(Beginning of RECORDS FOR THE TASK)
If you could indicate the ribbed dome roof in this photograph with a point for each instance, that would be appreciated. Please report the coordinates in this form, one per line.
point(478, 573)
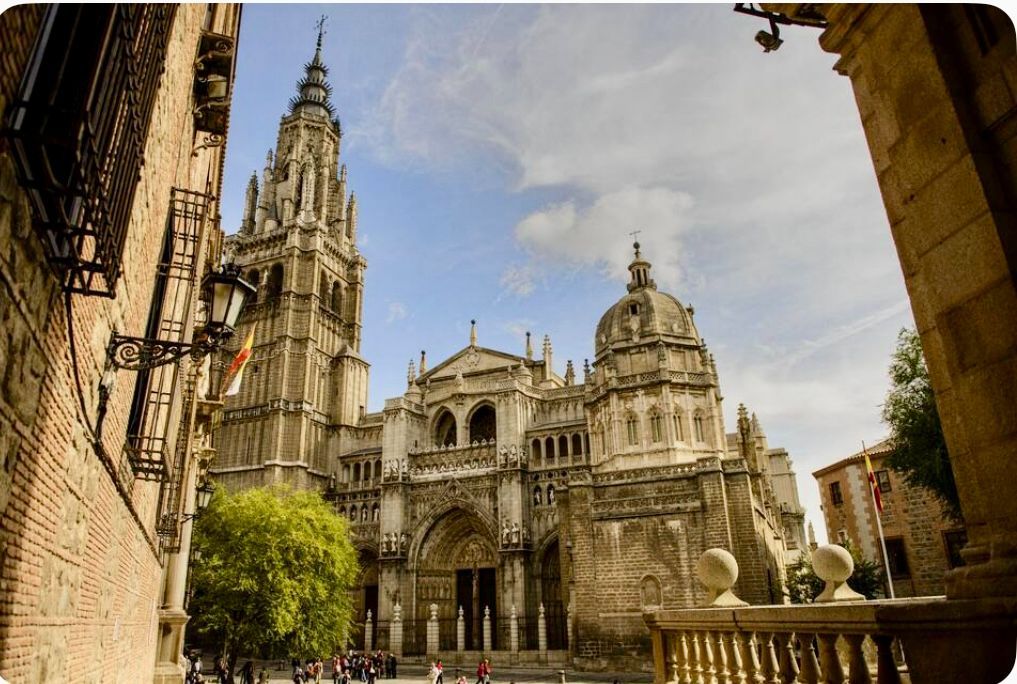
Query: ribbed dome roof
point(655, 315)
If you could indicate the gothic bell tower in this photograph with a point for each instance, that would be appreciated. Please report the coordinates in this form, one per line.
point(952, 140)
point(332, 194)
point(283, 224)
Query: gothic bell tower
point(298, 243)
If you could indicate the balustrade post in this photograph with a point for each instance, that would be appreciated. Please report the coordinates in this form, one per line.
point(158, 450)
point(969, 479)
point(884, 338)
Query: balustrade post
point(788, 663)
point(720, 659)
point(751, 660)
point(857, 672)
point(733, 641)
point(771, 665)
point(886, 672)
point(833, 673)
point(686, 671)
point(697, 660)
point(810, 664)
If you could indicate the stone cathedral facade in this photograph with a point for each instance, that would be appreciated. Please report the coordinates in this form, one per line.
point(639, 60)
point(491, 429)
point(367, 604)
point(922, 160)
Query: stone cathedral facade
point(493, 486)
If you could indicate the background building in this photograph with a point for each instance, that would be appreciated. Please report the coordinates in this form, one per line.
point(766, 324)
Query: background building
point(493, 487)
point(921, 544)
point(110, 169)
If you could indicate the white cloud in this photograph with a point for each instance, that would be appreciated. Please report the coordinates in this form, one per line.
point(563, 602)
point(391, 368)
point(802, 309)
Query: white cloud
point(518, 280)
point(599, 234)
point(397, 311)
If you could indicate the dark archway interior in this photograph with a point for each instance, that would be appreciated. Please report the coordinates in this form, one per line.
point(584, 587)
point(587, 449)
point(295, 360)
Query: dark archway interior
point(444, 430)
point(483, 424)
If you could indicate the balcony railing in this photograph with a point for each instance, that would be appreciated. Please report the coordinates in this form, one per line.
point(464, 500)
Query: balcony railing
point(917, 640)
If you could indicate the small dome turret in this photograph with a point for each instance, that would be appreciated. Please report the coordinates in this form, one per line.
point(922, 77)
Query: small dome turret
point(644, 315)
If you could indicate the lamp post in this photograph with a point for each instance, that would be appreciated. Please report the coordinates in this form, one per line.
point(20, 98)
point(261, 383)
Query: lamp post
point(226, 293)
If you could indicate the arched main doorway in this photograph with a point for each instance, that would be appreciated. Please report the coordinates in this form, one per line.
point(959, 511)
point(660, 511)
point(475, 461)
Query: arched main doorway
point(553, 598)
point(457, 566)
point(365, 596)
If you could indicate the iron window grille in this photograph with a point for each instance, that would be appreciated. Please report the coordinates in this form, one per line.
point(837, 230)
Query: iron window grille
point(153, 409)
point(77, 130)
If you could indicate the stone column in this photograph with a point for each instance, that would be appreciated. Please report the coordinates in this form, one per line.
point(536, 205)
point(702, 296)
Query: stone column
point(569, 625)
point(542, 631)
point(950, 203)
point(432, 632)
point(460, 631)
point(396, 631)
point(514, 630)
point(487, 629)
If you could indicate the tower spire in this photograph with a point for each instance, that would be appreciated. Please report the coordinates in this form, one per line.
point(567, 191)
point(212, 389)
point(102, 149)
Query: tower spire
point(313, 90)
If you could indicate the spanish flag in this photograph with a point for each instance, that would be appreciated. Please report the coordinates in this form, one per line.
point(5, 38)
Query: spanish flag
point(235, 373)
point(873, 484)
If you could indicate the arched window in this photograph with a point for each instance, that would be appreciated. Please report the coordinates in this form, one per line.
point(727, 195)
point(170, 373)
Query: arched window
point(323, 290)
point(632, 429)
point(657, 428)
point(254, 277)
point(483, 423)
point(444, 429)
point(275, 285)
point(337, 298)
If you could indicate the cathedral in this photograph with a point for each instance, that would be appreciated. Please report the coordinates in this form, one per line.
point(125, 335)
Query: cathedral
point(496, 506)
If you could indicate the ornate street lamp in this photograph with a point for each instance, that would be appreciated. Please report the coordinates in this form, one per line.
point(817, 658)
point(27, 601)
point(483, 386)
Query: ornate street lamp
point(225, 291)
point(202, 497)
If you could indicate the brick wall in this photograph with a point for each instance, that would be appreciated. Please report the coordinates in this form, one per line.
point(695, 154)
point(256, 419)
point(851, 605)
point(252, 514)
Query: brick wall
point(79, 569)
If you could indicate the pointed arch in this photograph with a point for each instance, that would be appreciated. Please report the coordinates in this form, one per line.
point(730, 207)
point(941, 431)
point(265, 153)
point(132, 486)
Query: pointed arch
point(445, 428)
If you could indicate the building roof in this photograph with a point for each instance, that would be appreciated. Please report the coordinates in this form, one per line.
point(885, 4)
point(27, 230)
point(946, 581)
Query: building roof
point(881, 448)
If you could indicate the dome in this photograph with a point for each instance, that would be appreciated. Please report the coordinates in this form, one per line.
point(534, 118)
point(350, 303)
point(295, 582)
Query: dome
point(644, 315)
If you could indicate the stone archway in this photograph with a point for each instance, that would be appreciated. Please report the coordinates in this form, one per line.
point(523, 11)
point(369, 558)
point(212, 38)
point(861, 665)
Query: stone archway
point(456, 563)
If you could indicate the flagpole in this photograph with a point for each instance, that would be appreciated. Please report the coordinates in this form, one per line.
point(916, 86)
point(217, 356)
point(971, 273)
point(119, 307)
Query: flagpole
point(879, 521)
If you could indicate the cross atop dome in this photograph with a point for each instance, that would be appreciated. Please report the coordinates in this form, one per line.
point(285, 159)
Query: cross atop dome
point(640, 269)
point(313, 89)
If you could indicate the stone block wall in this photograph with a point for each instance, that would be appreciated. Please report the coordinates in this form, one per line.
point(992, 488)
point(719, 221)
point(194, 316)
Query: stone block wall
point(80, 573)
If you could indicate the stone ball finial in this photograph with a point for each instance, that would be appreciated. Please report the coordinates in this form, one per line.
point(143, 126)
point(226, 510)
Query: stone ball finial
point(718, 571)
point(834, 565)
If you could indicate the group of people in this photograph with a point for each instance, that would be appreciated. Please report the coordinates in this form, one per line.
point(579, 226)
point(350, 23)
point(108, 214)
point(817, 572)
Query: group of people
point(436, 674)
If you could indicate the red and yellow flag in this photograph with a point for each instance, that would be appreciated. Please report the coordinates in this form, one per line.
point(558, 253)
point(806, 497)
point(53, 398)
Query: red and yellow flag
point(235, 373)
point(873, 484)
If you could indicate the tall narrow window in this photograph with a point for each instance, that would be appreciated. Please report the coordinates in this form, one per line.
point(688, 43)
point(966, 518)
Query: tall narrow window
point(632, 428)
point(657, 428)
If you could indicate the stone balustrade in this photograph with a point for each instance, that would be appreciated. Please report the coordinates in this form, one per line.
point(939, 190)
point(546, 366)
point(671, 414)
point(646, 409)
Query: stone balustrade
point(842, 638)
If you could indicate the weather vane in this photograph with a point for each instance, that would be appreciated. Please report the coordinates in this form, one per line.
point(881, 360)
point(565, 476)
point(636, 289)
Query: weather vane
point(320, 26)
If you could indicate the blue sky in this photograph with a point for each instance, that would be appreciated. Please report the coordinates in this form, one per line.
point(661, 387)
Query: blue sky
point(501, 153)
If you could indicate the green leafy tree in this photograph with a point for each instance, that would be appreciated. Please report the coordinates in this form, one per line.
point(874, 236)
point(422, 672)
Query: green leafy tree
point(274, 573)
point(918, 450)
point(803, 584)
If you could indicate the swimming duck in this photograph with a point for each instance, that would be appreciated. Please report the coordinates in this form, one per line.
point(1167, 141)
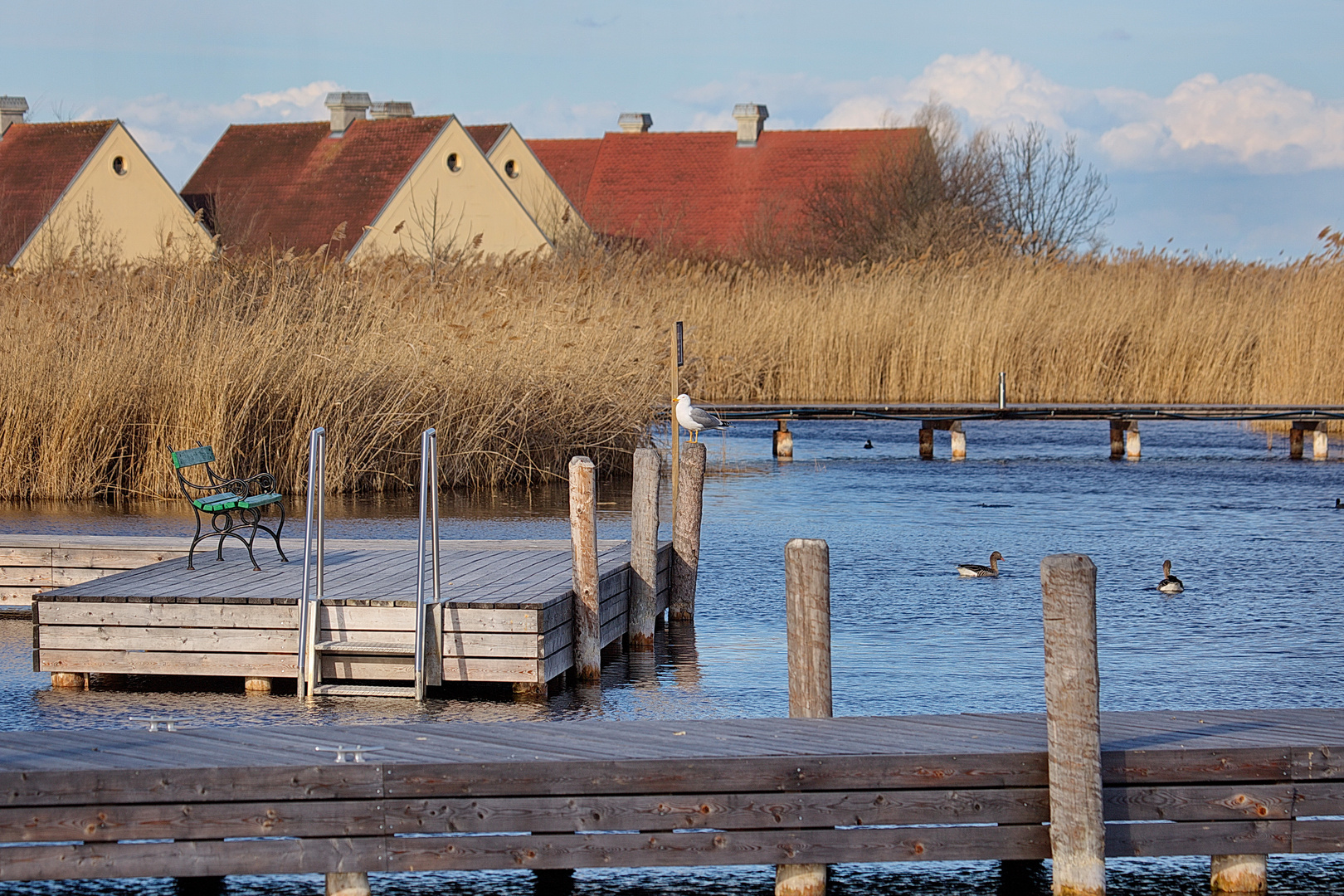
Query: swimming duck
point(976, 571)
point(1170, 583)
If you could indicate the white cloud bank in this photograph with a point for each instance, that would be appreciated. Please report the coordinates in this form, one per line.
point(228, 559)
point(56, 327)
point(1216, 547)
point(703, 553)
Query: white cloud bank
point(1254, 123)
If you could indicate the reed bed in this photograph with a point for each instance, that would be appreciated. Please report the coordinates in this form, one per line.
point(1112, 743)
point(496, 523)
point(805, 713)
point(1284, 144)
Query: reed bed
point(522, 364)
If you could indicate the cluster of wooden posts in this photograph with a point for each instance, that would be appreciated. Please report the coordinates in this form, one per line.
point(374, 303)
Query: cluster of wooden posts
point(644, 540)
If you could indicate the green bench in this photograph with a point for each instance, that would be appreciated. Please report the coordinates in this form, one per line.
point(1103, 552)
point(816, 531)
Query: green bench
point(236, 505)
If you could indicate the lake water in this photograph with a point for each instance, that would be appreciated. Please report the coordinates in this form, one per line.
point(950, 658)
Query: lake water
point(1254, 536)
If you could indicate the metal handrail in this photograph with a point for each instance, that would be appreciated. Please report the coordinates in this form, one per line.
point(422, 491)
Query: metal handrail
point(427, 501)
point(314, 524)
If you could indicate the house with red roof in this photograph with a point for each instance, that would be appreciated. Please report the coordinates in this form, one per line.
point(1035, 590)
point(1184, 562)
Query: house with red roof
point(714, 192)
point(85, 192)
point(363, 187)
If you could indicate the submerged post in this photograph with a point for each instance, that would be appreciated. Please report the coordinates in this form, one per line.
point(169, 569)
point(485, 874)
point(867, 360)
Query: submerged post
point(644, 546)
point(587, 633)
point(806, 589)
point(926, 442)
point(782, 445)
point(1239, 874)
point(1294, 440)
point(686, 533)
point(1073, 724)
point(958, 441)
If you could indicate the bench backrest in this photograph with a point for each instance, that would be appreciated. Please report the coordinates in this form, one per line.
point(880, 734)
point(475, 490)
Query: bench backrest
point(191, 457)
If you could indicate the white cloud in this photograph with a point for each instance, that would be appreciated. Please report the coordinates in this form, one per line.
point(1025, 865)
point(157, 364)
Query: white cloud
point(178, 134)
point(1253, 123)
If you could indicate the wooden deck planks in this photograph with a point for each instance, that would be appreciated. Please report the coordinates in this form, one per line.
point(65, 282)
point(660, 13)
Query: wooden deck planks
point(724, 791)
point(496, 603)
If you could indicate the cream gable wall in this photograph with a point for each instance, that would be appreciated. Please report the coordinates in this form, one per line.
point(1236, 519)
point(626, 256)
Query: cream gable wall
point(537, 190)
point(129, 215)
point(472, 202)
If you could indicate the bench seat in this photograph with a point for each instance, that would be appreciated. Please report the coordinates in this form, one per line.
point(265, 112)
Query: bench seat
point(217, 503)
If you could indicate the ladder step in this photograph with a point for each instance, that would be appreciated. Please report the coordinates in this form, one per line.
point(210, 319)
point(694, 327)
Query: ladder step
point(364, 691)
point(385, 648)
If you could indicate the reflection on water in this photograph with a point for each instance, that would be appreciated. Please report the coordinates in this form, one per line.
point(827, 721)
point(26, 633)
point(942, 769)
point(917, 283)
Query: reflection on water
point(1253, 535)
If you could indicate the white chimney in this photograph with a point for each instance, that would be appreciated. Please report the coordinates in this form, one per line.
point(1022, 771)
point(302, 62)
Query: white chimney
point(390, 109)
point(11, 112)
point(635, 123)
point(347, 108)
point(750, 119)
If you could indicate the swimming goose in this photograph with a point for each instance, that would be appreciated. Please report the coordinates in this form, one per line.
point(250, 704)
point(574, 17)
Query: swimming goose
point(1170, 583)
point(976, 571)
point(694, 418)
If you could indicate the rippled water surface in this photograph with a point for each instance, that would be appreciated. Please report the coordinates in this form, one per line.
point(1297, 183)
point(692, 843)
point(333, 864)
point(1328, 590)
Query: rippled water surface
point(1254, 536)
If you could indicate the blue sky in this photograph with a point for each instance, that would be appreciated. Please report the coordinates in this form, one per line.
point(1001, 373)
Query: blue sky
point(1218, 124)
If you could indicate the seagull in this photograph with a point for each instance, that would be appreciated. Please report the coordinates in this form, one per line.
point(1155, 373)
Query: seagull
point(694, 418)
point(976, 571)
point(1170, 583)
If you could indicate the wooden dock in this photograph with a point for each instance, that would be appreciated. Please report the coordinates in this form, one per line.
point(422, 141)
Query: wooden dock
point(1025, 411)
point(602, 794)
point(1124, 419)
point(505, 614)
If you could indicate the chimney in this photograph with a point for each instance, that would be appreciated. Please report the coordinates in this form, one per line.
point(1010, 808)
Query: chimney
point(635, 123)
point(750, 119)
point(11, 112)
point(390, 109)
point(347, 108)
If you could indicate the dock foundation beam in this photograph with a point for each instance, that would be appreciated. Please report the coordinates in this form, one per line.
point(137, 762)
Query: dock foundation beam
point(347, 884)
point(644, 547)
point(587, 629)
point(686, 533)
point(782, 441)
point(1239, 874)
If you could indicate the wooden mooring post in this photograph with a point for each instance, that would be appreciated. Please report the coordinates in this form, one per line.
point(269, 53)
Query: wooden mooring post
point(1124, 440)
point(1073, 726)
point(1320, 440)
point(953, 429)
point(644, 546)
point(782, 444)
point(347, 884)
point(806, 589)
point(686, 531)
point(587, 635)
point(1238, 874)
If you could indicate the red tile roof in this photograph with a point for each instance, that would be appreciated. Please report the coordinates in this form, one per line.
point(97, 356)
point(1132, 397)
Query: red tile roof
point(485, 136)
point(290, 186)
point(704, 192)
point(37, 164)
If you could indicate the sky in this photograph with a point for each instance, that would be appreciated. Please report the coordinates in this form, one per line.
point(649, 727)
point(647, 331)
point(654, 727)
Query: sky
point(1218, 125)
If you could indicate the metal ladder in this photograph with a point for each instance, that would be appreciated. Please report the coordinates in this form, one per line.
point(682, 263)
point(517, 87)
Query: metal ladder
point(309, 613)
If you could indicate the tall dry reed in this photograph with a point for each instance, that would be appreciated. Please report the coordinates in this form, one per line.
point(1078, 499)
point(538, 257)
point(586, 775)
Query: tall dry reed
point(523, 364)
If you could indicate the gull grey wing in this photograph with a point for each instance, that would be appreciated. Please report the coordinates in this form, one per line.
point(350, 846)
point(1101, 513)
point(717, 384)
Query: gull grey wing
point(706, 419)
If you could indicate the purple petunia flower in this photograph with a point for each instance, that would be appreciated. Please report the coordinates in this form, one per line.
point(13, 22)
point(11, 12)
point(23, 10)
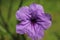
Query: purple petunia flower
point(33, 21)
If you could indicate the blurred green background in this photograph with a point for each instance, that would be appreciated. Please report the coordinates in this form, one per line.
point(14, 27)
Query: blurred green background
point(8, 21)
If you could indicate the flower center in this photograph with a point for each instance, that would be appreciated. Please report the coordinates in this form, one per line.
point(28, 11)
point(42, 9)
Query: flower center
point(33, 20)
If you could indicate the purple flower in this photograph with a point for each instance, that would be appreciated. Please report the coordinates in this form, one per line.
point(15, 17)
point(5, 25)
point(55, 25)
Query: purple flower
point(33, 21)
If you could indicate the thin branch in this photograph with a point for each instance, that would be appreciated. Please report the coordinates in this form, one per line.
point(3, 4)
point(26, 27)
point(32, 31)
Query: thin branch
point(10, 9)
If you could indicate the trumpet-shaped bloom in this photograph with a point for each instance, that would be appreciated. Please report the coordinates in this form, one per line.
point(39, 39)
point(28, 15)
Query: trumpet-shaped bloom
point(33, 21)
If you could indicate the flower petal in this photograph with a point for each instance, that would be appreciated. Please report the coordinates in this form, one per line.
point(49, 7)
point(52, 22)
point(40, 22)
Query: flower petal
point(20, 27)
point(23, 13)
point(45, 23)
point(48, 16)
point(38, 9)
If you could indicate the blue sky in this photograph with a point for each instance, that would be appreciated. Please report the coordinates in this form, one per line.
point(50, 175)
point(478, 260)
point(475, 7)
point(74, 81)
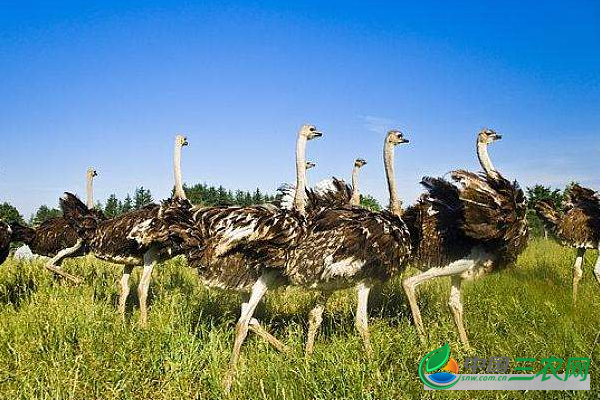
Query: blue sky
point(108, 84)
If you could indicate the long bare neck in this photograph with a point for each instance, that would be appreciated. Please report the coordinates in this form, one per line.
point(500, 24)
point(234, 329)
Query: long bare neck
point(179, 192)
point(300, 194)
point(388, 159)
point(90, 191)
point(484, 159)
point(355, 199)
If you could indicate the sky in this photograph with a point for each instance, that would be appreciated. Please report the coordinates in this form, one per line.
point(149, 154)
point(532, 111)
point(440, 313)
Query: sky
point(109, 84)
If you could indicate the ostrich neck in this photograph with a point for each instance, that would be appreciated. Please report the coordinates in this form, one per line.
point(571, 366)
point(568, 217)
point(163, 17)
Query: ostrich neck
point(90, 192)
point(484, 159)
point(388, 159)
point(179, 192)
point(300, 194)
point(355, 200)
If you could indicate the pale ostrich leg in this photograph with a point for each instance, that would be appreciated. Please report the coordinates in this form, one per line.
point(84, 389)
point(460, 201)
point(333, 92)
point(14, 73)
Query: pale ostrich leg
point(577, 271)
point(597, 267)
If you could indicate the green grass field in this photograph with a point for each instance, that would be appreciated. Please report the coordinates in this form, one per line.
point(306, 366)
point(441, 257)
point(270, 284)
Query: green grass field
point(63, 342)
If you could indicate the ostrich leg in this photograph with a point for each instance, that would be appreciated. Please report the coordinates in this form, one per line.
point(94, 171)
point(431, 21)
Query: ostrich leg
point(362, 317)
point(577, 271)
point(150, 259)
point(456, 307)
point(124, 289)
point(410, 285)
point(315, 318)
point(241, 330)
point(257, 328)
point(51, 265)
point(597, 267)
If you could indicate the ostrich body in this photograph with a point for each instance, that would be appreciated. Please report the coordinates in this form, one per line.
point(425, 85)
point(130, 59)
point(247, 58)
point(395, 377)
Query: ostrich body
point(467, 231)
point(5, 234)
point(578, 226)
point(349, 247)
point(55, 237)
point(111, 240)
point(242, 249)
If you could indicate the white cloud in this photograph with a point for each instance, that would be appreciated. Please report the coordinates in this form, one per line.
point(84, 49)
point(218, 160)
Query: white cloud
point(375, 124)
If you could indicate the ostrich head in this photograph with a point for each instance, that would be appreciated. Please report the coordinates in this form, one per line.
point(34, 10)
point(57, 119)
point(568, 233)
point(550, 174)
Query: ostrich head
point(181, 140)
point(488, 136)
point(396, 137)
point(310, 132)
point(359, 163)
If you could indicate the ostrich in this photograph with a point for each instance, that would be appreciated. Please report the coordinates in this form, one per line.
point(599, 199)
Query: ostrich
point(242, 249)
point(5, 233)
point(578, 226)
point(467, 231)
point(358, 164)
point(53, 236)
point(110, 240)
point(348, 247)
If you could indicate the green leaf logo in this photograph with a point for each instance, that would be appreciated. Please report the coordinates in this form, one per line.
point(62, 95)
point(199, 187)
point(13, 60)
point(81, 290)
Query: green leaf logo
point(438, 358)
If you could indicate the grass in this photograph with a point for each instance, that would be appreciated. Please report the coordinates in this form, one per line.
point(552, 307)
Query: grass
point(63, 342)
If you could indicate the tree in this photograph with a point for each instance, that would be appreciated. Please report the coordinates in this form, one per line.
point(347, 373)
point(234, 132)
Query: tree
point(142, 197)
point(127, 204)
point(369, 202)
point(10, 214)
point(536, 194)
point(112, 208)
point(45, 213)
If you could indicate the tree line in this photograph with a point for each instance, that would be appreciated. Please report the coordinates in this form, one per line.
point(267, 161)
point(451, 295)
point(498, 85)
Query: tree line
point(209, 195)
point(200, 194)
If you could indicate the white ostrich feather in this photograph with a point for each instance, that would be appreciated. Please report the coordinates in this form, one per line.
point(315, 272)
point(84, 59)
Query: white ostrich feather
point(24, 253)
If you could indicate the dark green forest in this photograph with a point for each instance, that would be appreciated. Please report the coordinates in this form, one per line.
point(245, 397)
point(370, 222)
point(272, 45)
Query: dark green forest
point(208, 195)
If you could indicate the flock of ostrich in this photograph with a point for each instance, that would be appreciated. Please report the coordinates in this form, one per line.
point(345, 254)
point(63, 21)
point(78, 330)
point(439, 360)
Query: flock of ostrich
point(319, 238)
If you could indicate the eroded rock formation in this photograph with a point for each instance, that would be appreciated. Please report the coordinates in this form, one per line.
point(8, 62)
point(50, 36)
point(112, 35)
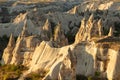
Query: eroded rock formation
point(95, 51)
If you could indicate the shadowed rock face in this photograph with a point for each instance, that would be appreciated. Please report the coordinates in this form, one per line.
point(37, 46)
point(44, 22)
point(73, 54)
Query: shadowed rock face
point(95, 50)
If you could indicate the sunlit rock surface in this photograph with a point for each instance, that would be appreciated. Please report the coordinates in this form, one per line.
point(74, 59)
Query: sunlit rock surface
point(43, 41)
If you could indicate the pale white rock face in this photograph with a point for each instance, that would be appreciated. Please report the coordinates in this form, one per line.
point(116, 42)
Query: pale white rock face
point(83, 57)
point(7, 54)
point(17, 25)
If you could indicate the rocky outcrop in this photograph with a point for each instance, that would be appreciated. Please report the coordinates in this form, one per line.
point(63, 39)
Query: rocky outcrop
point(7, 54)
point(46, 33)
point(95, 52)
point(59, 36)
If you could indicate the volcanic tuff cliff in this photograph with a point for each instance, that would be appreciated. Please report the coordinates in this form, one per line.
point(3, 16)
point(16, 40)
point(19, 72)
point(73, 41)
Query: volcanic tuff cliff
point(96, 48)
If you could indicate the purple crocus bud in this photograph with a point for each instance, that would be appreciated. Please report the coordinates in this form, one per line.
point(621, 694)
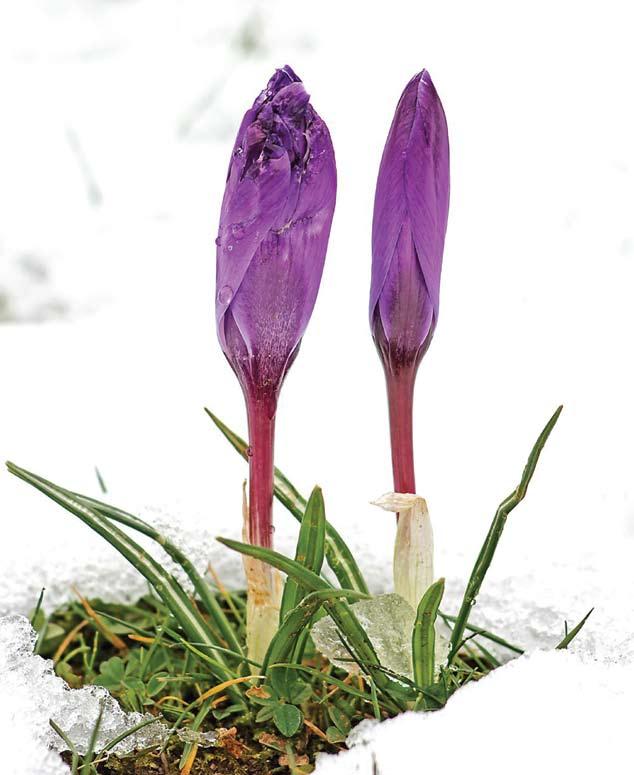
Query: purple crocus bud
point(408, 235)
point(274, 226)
(End of RECORDS FOR THE TASK)
Above are some records; copy exactly the lines from the one with "point(62, 95)" through the one with "point(439, 360)", both included, and no others.

point(62, 95)
point(199, 187)
point(13, 60)
point(81, 290)
Query: green leaf logo
point(438, 358)
If you could indicate the grass in this photograph with a point for each instance, that would be appreciated. Please report the coordinates in this form, one per line.
point(552, 307)
Query: grass
point(63, 342)
If you could indicate the tree in this photograph with a point for each instance, that would be appreciated. Please report the coordinates in this form, one per line.
point(347, 373)
point(234, 132)
Query: tree
point(142, 197)
point(127, 204)
point(369, 202)
point(10, 214)
point(536, 194)
point(112, 208)
point(45, 213)
If you could indicate the tree line in this photograph with a point for each instance, that would be appreciated. Please report the coordinates in this form, one per line.
point(267, 161)
point(451, 295)
point(498, 85)
Query: tree line
point(209, 195)
point(200, 194)
If you could indicate the white ostrich feather in this photograph with a point for each instance, that would be appreciated. Please report the coordinates in this form, one per line.
point(315, 272)
point(84, 59)
Query: white ostrich feather
point(24, 253)
If you could indicate the dark green forest in this photograph with a point for each instance, that would be appreciated. Please report the coordinates in this form, one per line.
point(245, 397)
point(370, 222)
point(272, 45)
Query: dark green forest
point(208, 195)
If you could indicate the flock of ostrich in this photograph with a point for each instance, that would be appreciated. Please report the coordinates in this form, one per line.
point(345, 254)
point(63, 21)
point(78, 330)
point(439, 360)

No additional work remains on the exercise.